* **EXERCISE DIRECTIONS**: Change "sky" to "heavens" in everything from the line containing "red eye -> point" down to the end of the data, leaving all else unchanged.

* **GIVEN ENTRIES**:
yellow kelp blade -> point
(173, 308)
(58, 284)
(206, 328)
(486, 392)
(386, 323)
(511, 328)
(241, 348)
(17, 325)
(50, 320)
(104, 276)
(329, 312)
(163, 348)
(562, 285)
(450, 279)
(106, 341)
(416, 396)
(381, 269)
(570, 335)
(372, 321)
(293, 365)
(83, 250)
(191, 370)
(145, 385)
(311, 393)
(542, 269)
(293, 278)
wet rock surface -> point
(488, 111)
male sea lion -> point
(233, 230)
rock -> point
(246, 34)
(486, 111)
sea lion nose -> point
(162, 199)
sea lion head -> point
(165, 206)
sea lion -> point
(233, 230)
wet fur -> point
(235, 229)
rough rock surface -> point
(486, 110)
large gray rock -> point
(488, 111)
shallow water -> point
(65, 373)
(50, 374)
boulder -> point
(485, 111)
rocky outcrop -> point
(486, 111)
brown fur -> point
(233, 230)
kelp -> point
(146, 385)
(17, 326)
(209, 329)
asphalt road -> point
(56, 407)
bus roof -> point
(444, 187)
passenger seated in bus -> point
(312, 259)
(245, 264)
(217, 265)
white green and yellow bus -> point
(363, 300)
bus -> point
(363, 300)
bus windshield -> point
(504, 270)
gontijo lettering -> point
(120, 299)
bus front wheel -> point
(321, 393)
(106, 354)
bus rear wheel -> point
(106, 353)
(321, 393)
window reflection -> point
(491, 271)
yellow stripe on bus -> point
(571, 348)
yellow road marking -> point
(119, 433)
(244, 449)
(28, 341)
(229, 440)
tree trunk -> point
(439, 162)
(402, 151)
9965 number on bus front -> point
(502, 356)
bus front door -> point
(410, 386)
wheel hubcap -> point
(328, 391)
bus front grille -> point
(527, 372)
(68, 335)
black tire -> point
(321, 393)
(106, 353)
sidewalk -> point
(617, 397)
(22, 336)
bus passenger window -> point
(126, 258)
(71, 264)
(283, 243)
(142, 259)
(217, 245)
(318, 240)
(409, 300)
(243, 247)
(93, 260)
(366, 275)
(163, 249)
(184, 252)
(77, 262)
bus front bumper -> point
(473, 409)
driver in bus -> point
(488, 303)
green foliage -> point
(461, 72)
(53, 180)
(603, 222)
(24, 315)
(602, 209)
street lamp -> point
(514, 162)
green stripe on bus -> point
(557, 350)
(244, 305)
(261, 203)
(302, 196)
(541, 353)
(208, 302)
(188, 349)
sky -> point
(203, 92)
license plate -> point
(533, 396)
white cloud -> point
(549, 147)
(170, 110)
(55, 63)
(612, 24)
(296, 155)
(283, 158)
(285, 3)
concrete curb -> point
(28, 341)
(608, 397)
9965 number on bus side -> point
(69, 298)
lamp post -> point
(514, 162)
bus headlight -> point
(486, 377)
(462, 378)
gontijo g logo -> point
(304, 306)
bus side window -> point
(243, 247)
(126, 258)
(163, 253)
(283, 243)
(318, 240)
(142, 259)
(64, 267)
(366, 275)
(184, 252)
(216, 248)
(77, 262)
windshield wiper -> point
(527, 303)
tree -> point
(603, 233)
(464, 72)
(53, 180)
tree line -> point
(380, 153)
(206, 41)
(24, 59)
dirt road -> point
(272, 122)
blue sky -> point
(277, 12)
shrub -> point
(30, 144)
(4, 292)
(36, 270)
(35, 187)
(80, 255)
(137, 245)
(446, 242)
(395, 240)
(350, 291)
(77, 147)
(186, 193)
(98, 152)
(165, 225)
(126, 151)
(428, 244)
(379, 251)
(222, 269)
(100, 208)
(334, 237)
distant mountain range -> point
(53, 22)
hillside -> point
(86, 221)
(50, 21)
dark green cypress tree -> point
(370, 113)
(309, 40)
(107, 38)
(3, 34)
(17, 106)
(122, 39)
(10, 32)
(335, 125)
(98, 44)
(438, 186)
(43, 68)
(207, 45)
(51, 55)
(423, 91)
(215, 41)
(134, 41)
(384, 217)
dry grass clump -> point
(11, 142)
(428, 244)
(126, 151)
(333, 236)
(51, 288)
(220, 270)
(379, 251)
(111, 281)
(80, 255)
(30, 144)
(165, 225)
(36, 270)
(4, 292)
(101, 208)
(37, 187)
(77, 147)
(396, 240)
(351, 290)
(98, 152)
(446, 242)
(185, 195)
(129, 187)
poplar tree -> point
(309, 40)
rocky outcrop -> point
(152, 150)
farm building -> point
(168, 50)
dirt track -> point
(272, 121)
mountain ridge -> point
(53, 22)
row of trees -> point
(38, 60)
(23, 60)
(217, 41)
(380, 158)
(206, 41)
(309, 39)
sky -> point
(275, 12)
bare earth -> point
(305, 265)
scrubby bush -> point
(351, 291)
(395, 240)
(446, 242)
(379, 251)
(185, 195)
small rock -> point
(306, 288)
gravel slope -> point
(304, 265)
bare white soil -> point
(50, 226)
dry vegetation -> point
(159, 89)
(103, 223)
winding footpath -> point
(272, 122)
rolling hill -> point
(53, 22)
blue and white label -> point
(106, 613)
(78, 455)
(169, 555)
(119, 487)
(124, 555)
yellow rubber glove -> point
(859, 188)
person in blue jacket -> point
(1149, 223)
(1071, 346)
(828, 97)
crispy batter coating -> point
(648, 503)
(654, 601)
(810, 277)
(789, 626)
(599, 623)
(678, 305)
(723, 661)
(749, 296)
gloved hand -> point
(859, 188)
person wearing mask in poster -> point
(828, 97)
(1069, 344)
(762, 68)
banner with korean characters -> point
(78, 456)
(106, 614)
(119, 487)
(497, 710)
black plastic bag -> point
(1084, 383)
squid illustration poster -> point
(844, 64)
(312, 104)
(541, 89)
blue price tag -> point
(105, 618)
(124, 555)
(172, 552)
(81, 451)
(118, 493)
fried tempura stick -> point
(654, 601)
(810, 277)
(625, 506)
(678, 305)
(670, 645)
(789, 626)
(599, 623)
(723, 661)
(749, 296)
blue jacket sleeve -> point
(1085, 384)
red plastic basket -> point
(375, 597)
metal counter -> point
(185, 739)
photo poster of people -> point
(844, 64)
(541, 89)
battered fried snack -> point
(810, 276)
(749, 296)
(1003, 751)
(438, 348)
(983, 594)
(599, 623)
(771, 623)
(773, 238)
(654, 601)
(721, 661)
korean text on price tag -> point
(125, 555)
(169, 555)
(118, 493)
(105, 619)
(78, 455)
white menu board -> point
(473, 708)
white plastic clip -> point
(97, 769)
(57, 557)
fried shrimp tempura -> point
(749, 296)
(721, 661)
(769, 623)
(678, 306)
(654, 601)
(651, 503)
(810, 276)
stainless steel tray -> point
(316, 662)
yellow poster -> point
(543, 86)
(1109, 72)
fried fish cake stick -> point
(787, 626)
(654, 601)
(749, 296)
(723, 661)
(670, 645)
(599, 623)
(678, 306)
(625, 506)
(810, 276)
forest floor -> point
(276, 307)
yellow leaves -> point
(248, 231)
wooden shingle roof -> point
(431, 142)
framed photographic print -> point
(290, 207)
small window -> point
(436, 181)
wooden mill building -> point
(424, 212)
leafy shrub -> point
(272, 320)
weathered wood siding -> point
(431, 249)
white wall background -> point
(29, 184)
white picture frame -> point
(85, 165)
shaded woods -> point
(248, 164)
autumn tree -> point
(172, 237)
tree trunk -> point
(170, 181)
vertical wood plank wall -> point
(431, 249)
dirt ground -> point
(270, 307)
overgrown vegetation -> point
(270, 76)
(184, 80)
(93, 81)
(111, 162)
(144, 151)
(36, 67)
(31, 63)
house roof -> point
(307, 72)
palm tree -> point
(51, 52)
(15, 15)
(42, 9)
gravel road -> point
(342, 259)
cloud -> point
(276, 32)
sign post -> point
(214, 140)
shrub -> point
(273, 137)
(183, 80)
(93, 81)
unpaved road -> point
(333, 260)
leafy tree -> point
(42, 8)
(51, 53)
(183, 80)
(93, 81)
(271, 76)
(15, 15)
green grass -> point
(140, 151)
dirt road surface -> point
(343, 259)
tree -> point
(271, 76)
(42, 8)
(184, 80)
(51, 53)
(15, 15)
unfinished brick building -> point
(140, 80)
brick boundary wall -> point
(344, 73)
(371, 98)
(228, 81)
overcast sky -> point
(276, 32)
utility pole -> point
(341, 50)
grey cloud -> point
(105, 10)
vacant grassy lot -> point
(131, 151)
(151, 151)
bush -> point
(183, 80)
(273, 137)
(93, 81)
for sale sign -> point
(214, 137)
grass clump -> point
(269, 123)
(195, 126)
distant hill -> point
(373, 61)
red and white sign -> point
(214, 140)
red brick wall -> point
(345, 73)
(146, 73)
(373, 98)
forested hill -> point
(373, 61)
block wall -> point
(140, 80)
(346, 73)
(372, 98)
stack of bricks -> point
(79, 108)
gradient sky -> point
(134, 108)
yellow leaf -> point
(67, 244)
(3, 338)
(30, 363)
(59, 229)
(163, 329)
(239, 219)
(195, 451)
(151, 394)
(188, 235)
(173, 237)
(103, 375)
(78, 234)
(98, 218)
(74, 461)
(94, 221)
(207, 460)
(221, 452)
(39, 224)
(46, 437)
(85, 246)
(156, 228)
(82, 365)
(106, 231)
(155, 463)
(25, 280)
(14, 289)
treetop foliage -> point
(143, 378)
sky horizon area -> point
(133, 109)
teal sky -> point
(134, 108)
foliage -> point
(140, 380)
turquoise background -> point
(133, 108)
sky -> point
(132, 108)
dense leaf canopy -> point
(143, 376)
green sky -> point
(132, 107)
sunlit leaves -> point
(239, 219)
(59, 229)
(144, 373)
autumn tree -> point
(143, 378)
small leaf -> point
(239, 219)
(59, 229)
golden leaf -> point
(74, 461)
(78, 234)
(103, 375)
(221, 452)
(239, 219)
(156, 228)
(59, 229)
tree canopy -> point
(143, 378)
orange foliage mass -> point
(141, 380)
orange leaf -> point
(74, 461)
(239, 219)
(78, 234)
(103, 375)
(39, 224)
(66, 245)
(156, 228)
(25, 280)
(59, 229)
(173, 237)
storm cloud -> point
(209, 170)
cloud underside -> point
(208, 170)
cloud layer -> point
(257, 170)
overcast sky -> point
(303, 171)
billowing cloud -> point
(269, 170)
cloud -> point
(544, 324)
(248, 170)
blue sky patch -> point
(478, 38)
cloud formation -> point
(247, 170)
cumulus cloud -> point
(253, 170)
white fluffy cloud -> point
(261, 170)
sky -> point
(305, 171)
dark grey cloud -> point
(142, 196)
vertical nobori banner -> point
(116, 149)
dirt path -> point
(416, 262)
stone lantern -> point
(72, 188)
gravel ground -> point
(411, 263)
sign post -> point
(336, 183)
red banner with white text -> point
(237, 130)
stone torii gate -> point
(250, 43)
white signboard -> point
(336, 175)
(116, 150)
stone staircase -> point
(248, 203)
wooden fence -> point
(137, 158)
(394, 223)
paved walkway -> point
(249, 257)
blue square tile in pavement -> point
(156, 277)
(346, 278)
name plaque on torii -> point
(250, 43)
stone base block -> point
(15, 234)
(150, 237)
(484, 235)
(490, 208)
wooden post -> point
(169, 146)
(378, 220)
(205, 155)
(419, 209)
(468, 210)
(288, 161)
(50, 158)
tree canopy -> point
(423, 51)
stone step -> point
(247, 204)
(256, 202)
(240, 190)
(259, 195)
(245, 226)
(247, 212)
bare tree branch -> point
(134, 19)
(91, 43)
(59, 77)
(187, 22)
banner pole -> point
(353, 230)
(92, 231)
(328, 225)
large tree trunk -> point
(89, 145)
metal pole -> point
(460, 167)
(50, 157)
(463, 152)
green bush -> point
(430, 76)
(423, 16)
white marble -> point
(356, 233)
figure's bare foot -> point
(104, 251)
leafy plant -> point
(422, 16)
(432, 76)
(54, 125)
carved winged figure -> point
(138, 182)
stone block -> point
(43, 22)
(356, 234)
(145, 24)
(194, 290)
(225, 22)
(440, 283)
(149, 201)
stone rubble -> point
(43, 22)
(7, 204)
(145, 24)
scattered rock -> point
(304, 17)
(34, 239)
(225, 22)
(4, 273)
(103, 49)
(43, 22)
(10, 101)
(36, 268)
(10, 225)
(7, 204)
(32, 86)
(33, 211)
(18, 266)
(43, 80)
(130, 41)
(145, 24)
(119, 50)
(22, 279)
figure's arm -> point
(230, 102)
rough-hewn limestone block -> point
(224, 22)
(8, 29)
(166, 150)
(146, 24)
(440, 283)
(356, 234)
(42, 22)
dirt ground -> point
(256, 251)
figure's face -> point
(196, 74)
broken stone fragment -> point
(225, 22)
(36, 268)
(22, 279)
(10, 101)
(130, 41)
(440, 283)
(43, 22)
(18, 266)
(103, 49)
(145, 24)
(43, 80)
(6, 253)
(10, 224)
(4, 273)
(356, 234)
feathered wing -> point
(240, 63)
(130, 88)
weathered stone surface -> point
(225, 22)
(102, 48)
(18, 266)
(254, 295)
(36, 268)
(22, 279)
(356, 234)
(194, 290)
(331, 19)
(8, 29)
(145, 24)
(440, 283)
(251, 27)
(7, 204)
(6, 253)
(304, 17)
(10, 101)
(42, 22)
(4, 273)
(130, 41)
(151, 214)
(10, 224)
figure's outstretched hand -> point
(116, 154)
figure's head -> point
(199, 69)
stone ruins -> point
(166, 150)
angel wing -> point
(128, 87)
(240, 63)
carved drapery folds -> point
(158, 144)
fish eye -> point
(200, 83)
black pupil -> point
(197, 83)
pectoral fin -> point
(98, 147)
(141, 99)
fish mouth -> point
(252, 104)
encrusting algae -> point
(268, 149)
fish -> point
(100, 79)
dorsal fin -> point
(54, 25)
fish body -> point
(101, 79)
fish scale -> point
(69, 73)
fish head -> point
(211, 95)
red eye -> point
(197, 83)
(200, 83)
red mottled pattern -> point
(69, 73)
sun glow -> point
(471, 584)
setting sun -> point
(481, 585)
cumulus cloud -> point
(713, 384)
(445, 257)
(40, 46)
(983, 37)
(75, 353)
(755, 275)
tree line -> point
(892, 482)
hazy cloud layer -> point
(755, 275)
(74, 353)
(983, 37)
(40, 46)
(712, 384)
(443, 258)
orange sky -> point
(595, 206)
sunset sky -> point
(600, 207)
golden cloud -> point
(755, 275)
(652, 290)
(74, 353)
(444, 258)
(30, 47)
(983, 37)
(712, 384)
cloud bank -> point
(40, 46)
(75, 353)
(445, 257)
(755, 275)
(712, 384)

* **TASK RESULT**:
red eye -> point
(197, 83)
(200, 83)
red mottled pattern -> point
(69, 73)
sun glow -> point
(471, 584)
setting sun -> point
(481, 585)
cumulus cloud -> point
(713, 384)
(445, 257)
(40, 46)
(983, 37)
(75, 353)
(755, 275)
tree line -> point
(892, 482)
hazy cloud layer -> point
(755, 275)
(74, 353)
(983, 37)
(40, 46)
(712, 384)
(443, 258)
orange heavens -> point
(595, 206)
sunset heavens -> point
(600, 207)
golden cloud -> point
(755, 275)
(652, 290)
(74, 353)
(444, 258)
(30, 47)
(983, 37)
(712, 384)
cloud bank -> point
(40, 46)
(75, 353)
(445, 257)
(755, 275)
(712, 384)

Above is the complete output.